Dataset entries
※ ※ ※

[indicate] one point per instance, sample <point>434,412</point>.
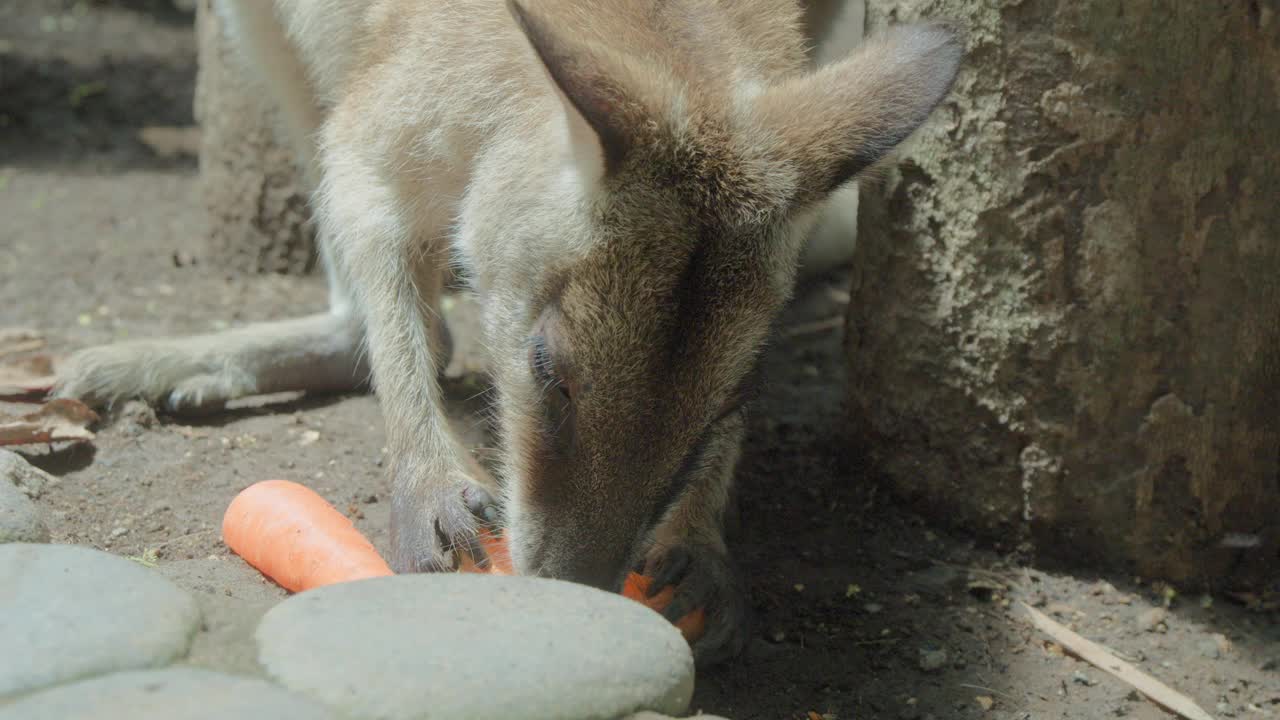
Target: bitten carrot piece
<point>693,624</point>
<point>636,586</point>
<point>295,537</point>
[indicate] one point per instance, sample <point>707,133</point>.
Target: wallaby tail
<point>256,31</point>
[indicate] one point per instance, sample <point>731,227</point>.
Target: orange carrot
<point>295,537</point>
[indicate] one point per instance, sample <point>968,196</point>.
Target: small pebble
<point>1153,620</point>
<point>932,659</point>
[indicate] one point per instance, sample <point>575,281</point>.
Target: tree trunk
<point>1065,311</point>
<point>259,218</point>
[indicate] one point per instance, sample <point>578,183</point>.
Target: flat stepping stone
<point>412,647</point>
<point>68,613</point>
<point>178,693</point>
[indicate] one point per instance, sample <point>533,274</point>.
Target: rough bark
<point>1065,313</point>
<point>257,206</point>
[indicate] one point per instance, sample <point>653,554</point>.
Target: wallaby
<point>627,186</point>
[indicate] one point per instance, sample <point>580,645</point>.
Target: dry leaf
<point>56,420</point>
<point>28,379</point>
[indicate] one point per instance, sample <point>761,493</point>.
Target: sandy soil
<point>863,611</point>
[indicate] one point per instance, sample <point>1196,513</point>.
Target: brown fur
<point>626,185</point>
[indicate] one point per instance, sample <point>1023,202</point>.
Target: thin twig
<point>816,327</point>
<point>1105,660</point>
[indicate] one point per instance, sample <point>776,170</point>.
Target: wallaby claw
<point>704,577</point>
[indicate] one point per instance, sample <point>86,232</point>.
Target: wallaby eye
<point>544,368</point>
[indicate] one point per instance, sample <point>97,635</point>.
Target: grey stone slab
<point>176,693</point>
<point>68,613</point>
<point>474,646</point>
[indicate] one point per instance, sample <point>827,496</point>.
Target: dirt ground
<point>863,610</point>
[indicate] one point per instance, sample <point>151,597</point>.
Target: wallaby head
<point>624,372</point>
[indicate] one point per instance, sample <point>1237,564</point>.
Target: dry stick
<point>56,420</point>
<point>1101,657</point>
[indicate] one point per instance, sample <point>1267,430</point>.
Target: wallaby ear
<point>594,101</point>
<point>835,122</point>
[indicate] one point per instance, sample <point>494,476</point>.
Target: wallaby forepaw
<point>704,577</point>
<point>432,533</point>
<point>101,377</point>
<point>208,392</point>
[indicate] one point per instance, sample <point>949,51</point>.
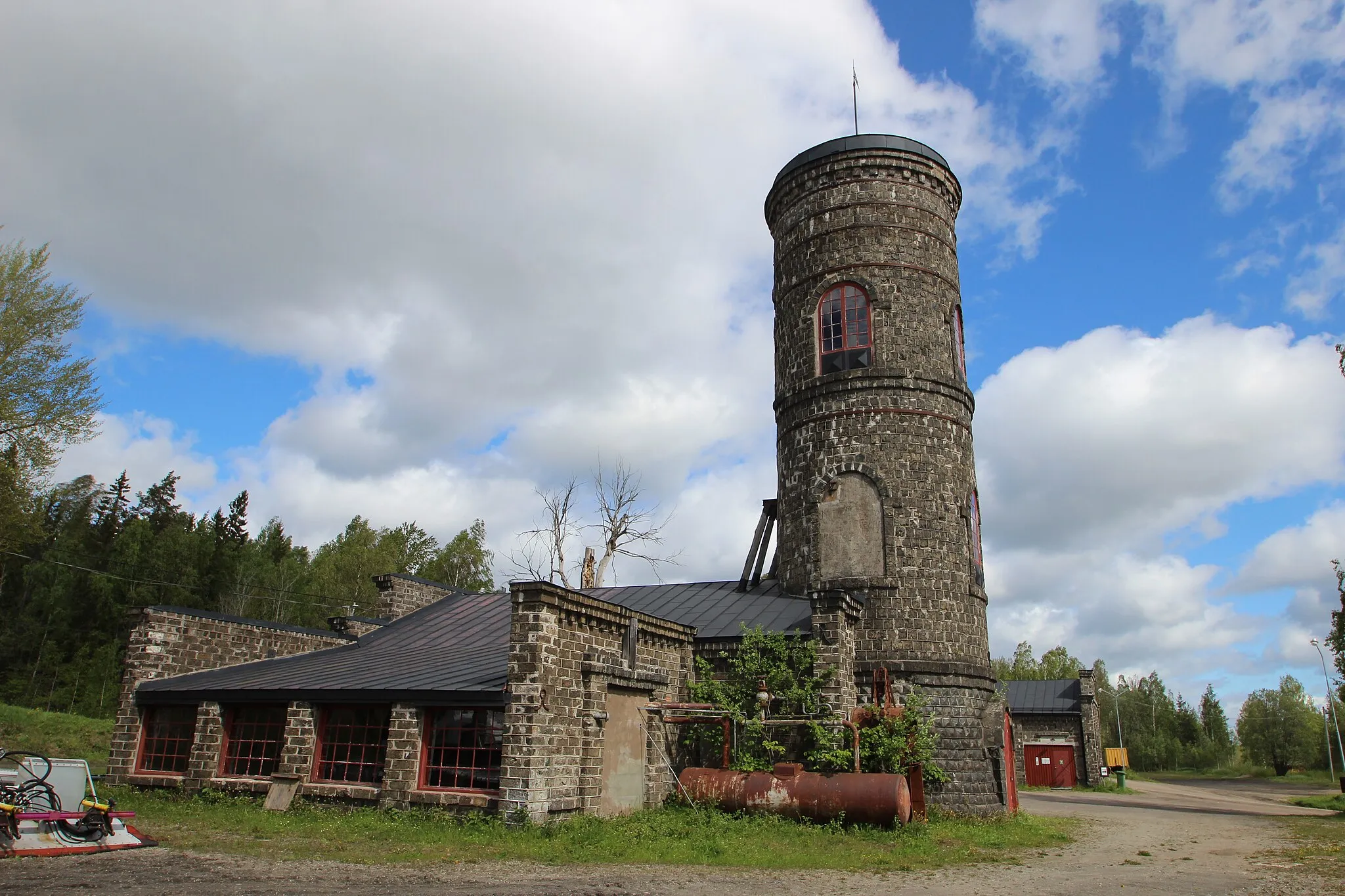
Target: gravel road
<point>1166,839</point>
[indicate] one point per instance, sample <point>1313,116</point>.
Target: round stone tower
<point>877,495</point>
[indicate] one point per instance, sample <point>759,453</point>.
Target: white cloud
<point>540,219</point>
<point>1138,613</point>
<point>1283,58</point>
<point>1095,456</point>
<point>1118,437</point>
<point>146,448</point>
<point>1063,42</point>
<point>1298,557</point>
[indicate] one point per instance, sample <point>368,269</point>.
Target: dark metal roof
<point>1044,698</point>
<point>861,141</point>
<point>454,647</point>
<point>716,609</point>
<point>260,624</point>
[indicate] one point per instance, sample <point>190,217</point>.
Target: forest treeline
<point>88,554</point>
<point>1278,729</point>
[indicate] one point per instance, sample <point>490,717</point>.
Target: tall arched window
<point>978,566</point>
<point>844,324</point>
<point>959,352</point>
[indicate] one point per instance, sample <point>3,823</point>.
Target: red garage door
<point>1049,765</point>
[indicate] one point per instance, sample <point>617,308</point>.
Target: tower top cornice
<point>862,141</point>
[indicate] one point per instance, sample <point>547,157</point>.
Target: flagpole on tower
<point>854,97</point>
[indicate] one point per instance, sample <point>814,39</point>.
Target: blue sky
<point>418,265</point>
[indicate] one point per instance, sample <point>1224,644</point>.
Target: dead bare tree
<point>545,545</point>
<point>627,528</point>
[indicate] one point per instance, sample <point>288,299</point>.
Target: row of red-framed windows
<point>845,331</point>
<point>462,748</point>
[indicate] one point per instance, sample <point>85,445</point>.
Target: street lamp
<point>1331,702</point>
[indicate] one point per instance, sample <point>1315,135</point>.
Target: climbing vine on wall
<point>787,664</point>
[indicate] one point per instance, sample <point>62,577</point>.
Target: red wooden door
<point>1063,766</point>
<point>1011,769</point>
<point>1036,761</point>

※ ※ ※

*What needs to be done*: Rewrite the data above with "indicate" switched to "mark" throughout, keeping everything else the same, and leave the pictures out of your answer.

*Completed exercise*:
[mark] one point per instance, sample <point>434,412</point>.
Target: bitten carrot piece
<point>693,624</point>
<point>636,586</point>
<point>295,537</point>
[mark] one point per instance, sample <point>707,133</point>.
Target: wallaby tail
<point>256,31</point>
[mark] one point per instance, sample <point>731,227</point>.
Target: orange carrot
<point>295,537</point>
[mark] one point per instance, sample <point>968,196</point>.
Target: small pebble
<point>1153,620</point>
<point>932,659</point>
[mark] one point per instance, sample <point>575,281</point>.
Target: tree trunk
<point>1065,311</point>
<point>259,218</point>
[mark] one point per instance, sample <point>578,183</point>.
Target: flat stepping stone
<point>412,647</point>
<point>68,613</point>
<point>178,693</point>
[mark] one point per instance, sample <point>533,274</point>.
Target: rough bark
<point>1065,313</point>
<point>257,206</point>
[mark] one point per instance, sample <point>653,554</point>.
Target: wallaby
<point>627,186</point>
[mark] one point per instance, sample <point>580,645</point>.
Target: dry leaf
<point>56,420</point>
<point>28,379</point>
[mark] one point per instance, sample <point>761,493</point>.
Target: sandy soil
<point>863,611</point>
[mark] one point per instance, sample <point>1196,513</point>.
Target: brown fur
<point>626,185</point>
[mark] one point per instance, sample <point>1023,202</point>.
Target: thin twig
<point>816,327</point>
<point>1105,660</point>
[mark] one point per instance, sample <point>776,170</point>.
Target: wallaby claw
<point>704,577</point>
[mark] one point per instance, sample <point>86,232</point>.
Target: wallaby eye
<point>544,368</point>
[mark] one point per instance, sample <point>97,635</point>.
Target: grey stone slab
<point>176,693</point>
<point>68,613</point>
<point>474,646</point>
[mark] one point per instance, sample <point>827,496</point>.
Target: dirt ground
<point>863,610</point>
[mark] one point per instance, sample <point>151,597</point>.
Target: wallaby head
<point>624,372</point>
[mark] one point per instance, sample <point>1237,564</point>.
Target: dry stick
<point>56,420</point>
<point>1101,657</point>
[mark] one point per instance, sample <point>1267,430</point>.
Target: wallaby ear
<point>594,101</point>
<point>835,122</point>
[mark] one point per instance, sample <point>494,476</point>.
Target: wallaby forepaw
<point>704,577</point>
<point>432,533</point>
<point>101,377</point>
<point>208,392</point>
[mark] one point per instance, sample <point>949,51</point>.
Target: gravel road
<point>1166,839</point>
[mark] one point per instance, sample <point>1313,116</point>.
Target: round stone tower
<point>877,495</point>
[mark] one point per instance, sample <point>759,453</point>.
Target: white cloud
<point>540,219</point>
<point>1138,613</point>
<point>1283,58</point>
<point>1095,456</point>
<point>1118,437</point>
<point>146,448</point>
<point>1063,42</point>
<point>1298,557</point>
[mark] one point per instance, sample <point>368,269</point>.
Target: dark metal roof
<point>1044,698</point>
<point>861,141</point>
<point>454,647</point>
<point>716,609</point>
<point>260,624</point>
[mark] one point per instance, sample <point>190,217</point>.
Target: forest treeline
<point>88,554</point>
<point>1278,729</point>
[mark] one point per instance, sample <point>490,717</point>.
Target: tall arched window
<point>978,566</point>
<point>844,324</point>
<point>959,352</point>
[mark] one point per instance, sample <point>3,823</point>.
Target: red garage door
<point>1049,765</point>
[mark] one point per instance, sample <point>617,308</point>.
Target: tower top cornice
<point>862,141</point>
[mark] one point per instance, sample <point>547,157</point>.
Target: flagpole on tower
<point>854,97</point>
[mark] one point per instance, sample <point>814,39</point>.
Target: blue sky
<point>418,265</point>
[mark] one point per instance, sample <point>1224,644</point>.
Target: dead bare tree
<point>545,545</point>
<point>627,528</point>
[mark] one point per instance, sample <point>288,299</point>.
Target: row of red-framed windows
<point>845,331</point>
<point>462,748</point>
[mark] one point per instance, sample <point>85,445</point>.
Target: street lamp
<point>1331,702</point>
[mark] one point per instance, sample <point>1315,135</point>.
Target: climbing vine on wall
<point>787,664</point>
[mark] one point per instance, sample <point>62,577</point>.
Target: red wooden door
<point>1063,766</point>
<point>1011,769</point>
<point>1036,761</point>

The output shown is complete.